▶ Short exercise 1:
Reproduce the extracted data entries verbatim, beginning with the first line of those entries and continuing through the line that contains "165L364 157L360 150L360", with both of those lines included.

─── Document text

102 U.S. 314 | SCOTUS | 1880
HAWLEY
v.
UPTON.
Supreme Court of United States.
*315 Mr. Galusha Parsons for the plaintiff in error.
Mr. C.C. Nourse, contra.
*316 MR. CHIEF JUSTICE WAITE delivered the opinion of the court.
It cannot be doubted that one who has become bound as a subscriber to the capital stock of a corporation must pay his subscription if required to meet the obligations of the corporation. A certificate in his favor for the stock is not necessary to make him a subscriber. All that need be done, so far as creditors are concerned, is that the subscriber shall have bound himself to become a contributor to the fund which the capital stock of the corporation represents. If such an obligation exists, the courts can enforce the contribution when required. After having bound himself to contribute, he cannot be discharged from the obligation he has assumed until the contribution has actually been made, or the obligation in some lawful way extinguished.
These are elementary principles. Upton, Assignee, v. Tribilcock, 91 U.S. 45; Webster v. Upton, id. 65. The only question we have to consider is whether, from the facts found, it appears that Hawley, the plaintiff in error, had become an accepted subscriber to the stock of the company before the bankruptcy. There can be no doubt that he was approached by an agent of the company with a view of securing him as a subscriber. It is equally true that after the representations made to him he was willing to become a stockholder. The result was that he executed the paper set out in the findings, by which he acknowledged the receipt from the company of ten shares of its stock, and agreed within the time named to pay to the company $200, or twenty per cent of its par value. As the company could not sell its stock at less than par, what was done amounted in law to a subscription for the stock, and nothing else. It is true the stock he took purported to be non-assessable; but that in law could only mean that no assessment would be made beyond the percentage he had specially bound himself to pay, unless the legal liabilities of the company required it. Upton, Assignee, v. Tribilcock, supra.

──────

▶ Short exercise 2:
Pick up the Hawley v. Upton opinion after its last sentence and keep writing it.

─── Supplied entries

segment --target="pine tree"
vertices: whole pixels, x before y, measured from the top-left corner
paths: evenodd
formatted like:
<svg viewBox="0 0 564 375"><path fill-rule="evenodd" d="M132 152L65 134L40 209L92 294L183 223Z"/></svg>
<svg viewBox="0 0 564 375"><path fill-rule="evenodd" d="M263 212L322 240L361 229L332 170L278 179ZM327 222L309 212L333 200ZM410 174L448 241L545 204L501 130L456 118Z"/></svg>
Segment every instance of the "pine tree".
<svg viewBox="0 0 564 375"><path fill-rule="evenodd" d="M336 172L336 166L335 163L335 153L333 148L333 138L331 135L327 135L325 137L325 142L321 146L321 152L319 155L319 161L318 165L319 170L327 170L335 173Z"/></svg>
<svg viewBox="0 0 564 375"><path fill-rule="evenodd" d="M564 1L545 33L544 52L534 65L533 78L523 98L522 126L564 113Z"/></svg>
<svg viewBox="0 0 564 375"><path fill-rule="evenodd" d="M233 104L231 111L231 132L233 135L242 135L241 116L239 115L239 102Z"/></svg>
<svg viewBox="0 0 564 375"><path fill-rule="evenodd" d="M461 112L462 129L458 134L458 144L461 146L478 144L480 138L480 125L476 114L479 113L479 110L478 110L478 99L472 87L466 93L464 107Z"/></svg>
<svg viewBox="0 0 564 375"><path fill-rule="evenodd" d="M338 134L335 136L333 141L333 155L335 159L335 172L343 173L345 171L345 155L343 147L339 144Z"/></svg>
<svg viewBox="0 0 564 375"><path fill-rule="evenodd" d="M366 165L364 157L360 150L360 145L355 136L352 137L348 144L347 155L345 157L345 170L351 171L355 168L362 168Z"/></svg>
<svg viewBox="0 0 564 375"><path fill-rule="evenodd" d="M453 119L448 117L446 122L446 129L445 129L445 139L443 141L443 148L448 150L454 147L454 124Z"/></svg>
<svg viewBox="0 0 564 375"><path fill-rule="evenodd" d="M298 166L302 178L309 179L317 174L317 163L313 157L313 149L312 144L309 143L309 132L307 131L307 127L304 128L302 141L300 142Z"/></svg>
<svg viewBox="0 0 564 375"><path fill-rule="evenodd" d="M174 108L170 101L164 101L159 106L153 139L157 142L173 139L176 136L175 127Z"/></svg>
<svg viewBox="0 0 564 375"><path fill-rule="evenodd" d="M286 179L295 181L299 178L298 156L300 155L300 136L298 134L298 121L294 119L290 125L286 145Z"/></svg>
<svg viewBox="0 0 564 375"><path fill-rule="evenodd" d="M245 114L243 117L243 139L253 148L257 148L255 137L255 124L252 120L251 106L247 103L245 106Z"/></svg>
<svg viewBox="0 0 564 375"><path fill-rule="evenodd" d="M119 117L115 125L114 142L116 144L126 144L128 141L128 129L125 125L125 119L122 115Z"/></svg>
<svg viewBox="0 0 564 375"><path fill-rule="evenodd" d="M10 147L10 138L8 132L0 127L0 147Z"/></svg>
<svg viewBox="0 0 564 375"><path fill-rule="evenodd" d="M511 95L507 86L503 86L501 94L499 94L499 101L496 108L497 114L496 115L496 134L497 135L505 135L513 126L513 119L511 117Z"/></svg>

──────

▶ Written reply 1:
segment --target="pine tree"
vertices: whole pixels, x before y, measured from the top-left corner
paths: evenodd
formatted like:
<svg viewBox="0 0 564 375"><path fill-rule="evenodd" d="M132 152L65 134L40 209L92 294L183 223Z"/></svg>
<svg viewBox="0 0 564 375"><path fill-rule="evenodd" d="M263 212L322 240L361 229L332 170L278 179ZM327 222L309 212L333 200ZM410 174L448 241L545 204L501 130L456 118Z"/></svg>
Segment every instance of the "pine tree".
<svg viewBox="0 0 564 375"><path fill-rule="evenodd" d="M336 172L336 166L335 163L335 153L333 148L333 138L331 135L327 135L325 137L325 142L321 146L321 152L319 155L319 161L318 165L319 170L327 170L335 173Z"/></svg>
<svg viewBox="0 0 564 375"><path fill-rule="evenodd" d="M564 1L545 33L544 52L534 65L533 78L523 98L522 126L564 113Z"/></svg>
<svg viewBox="0 0 564 375"><path fill-rule="evenodd" d="M233 104L231 111L231 132L233 135L242 135L241 116L239 115L239 102Z"/></svg>
<svg viewBox="0 0 564 375"><path fill-rule="evenodd" d="M461 112L462 129L458 134L458 144L461 146L478 144L480 138L480 125L476 114L479 113L479 110L478 110L478 99L472 87L466 93L464 107Z"/></svg>
<svg viewBox="0 0 564 375"><path fill-rule="evenodd" d="M338 134L335 136L333 141L333 155L335 159L335 172L343 173L345 171L345 155L343 147L339 144Z"/></svg>
<svg viewBox="0 0 564 375"><path fill-rule="evenodd" d="M366 165L364 157L360 150L360 145L355 136L352 137L348 144L347 155L345 157L345 170L351 171L355 168L362 168Z"/></svg>

▶ Written reply 2:
The paper he signed was delivered to the company by the agent who got it. That it was accepted by the company as a subscription is shown conclusively by the fact that his name was entered on the books as a stockholder and publication *317 made accordingly. It matters not that he had no knowledge of such a publication. His receipt for the stock was an acknowledgment, so far as he was concerned, that he had become a stockholder, and, after an acceptance by the company, his liability was fixed whether any publication was made or not. The publication is only important as a means of showing that his subscription made to an agent had been accepted and ratified by the company. The entries on the books had the same effect. The publication only made it more notorious. The ultimate fact to be established is that a subscription had not only been made by Hawley, but accepted by the company.
Both in the pleadings and the argument the defence was put principally on the fact that no certificate of stock had been issued. It may be conceded that if a suit had been brought by the company on the express promise to pay the twenty per cent, there could have been no recovery without a tender of the certificate; but that is not this case. Here the creditors of the bankrupt company are proceeding against Hawley as a stockholder, to compel him to contribute to the fund which the law had provided for their security, what he by his subscription agreed he would pay. The suit is not brought on his special agreement to pay the twenty per cent, but on his general liability as a subscriber to pay for his stock whenever it was wanted to meet the liabilities of the company. As the certificate was not needed to perfect the subscription, its non-delivery cannot stand in the way of a recovery in this action.
We have no hesitation in answering each of the questions certified in the negative, and the judgment is consequently
Affirmed.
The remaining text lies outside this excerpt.